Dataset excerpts
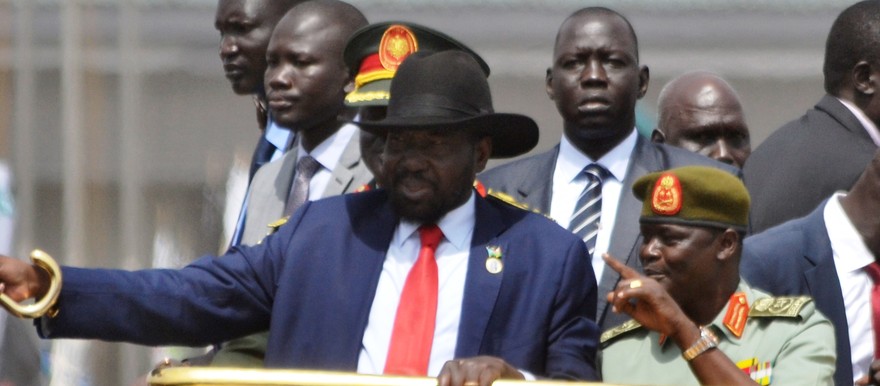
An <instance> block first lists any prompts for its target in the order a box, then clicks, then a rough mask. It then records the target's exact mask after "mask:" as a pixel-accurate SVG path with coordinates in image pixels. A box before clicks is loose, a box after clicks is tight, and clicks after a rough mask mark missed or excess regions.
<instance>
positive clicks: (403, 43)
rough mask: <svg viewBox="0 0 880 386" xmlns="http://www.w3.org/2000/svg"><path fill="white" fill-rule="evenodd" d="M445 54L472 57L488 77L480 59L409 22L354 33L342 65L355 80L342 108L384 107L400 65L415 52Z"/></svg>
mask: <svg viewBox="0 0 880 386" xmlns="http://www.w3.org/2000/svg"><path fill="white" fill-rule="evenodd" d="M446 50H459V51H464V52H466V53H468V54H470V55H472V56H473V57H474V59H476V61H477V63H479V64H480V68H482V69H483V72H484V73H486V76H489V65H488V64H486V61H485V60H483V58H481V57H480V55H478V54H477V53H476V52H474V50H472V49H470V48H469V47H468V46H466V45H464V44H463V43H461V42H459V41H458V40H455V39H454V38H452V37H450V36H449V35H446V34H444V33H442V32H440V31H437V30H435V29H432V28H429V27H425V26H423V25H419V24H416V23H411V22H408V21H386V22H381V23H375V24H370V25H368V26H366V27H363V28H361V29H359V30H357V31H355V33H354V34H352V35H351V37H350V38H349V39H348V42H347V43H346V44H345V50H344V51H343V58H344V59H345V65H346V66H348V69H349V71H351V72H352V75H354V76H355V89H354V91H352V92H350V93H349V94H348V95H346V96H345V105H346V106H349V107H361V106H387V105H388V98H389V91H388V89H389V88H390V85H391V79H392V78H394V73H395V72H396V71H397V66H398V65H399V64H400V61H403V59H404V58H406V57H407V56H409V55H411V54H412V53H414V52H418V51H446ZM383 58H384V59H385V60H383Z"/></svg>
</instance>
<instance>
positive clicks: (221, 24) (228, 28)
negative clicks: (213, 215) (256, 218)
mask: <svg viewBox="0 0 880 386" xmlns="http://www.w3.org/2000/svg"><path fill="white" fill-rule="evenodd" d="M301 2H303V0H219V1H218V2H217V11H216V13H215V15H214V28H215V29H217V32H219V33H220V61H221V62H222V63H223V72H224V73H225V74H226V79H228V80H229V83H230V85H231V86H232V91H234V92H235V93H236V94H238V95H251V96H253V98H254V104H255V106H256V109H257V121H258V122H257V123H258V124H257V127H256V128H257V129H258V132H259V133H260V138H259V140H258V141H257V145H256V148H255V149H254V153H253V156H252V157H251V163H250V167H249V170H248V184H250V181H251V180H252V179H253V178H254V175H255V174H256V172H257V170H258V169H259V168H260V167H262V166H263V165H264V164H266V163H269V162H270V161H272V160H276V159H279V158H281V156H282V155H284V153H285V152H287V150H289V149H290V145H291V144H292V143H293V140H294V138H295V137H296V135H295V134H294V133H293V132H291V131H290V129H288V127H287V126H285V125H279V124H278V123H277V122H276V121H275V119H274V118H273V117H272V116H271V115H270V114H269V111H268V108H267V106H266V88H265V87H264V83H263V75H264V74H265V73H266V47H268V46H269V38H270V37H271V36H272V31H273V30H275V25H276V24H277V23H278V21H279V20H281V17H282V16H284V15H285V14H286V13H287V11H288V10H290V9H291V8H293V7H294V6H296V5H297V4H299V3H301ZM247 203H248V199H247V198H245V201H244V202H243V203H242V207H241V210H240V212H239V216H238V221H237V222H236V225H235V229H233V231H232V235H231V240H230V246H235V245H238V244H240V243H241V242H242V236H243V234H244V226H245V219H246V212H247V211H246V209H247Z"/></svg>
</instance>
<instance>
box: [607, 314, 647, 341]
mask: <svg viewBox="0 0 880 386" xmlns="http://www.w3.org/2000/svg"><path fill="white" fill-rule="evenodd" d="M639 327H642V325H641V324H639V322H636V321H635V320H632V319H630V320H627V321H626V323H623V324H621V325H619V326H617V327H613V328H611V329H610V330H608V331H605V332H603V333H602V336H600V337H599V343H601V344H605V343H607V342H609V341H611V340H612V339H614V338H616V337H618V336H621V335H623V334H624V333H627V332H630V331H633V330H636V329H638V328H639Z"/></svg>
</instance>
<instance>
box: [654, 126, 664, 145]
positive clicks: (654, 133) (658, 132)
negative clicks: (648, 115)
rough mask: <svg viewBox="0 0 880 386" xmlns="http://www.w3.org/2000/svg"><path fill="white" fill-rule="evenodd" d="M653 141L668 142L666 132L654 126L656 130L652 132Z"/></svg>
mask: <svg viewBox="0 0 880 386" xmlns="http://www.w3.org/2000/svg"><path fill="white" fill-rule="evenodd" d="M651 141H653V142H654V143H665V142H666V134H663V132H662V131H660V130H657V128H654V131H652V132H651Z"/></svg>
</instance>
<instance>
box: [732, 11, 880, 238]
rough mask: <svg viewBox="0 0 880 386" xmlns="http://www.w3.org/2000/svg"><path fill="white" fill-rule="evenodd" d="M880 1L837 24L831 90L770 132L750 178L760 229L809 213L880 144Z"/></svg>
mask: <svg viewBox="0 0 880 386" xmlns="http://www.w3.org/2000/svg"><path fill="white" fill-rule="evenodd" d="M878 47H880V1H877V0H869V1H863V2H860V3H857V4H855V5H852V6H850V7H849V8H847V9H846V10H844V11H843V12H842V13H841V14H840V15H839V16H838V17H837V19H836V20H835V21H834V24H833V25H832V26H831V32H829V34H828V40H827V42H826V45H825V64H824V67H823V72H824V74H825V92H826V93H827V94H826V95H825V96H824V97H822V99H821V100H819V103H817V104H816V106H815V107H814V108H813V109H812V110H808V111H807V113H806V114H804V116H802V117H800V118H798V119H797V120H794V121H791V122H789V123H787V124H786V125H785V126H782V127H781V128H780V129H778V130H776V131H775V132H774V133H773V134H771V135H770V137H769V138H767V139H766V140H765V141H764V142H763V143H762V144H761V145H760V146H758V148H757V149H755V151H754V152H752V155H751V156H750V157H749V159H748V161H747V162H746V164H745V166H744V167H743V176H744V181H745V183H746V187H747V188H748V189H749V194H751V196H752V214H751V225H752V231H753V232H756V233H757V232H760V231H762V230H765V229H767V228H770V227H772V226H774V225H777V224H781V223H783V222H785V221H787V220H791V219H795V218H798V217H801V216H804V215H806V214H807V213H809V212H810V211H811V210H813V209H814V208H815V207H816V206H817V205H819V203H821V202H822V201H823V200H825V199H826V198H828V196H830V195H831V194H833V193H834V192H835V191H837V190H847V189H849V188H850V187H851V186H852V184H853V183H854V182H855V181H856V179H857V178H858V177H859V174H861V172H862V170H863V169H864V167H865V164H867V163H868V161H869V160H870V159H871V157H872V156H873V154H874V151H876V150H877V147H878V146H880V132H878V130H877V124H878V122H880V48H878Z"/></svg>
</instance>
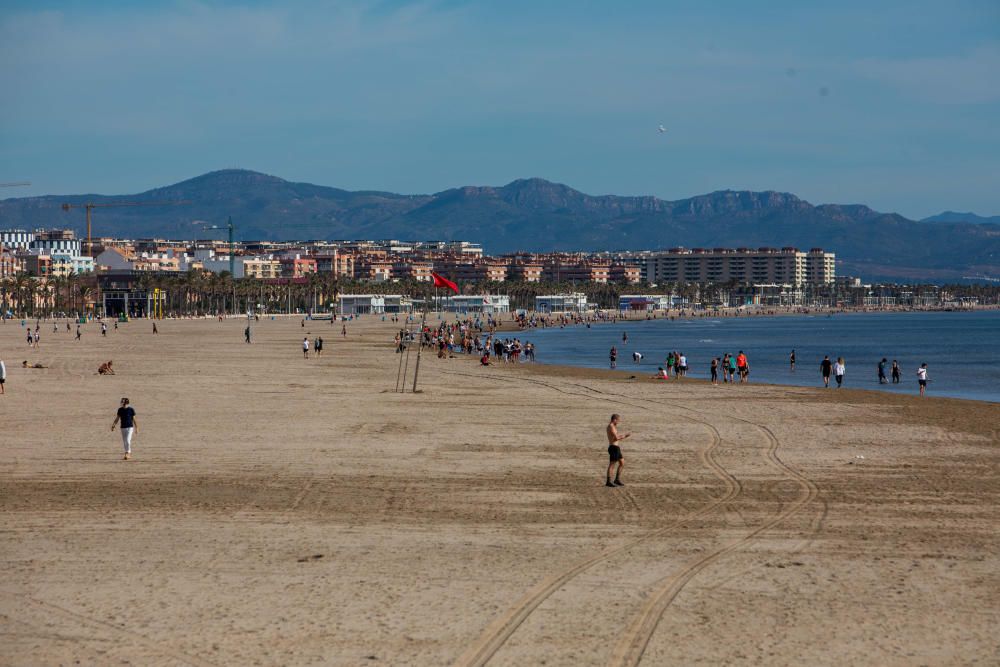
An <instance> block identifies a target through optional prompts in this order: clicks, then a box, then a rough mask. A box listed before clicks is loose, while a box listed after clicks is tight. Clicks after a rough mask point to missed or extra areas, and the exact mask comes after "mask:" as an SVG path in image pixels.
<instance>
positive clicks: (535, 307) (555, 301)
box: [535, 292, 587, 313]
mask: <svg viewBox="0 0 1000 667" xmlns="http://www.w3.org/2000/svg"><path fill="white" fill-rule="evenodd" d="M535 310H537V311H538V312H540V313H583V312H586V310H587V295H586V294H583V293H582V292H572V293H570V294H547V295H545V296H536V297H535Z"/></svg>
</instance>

▶ TASK BRIEF
Copy word for word the stretch from the start of the items through the line containing "54L472 57L488 77L480", including that line, and leave the pictures out.

▶ RESPONSE TO THE EXERCISE
An <instance> block first lists any prompts for its target in the order a box, then clicks, then a rough mask. It then records the target's exact mask after "mask:" as a pixel-accurate SVG path with coordinates in image pixels. A box before clicks is loose, a box after clicks is tight, and clicks after a rough mask mark missed or excess regions.
<instance>
positive clicks: (403, 43)
rough mask: <svg viewBox="0 0 880 386" xmlns="http://www.w3.org/2000/svg"><path fill="white" fill-rule="evenodd" d="M445 54L472 57L488 77L480 59L409 22L354 33L342 65L355 80L342 108L384 107L400 65L415 52Z"/></svg>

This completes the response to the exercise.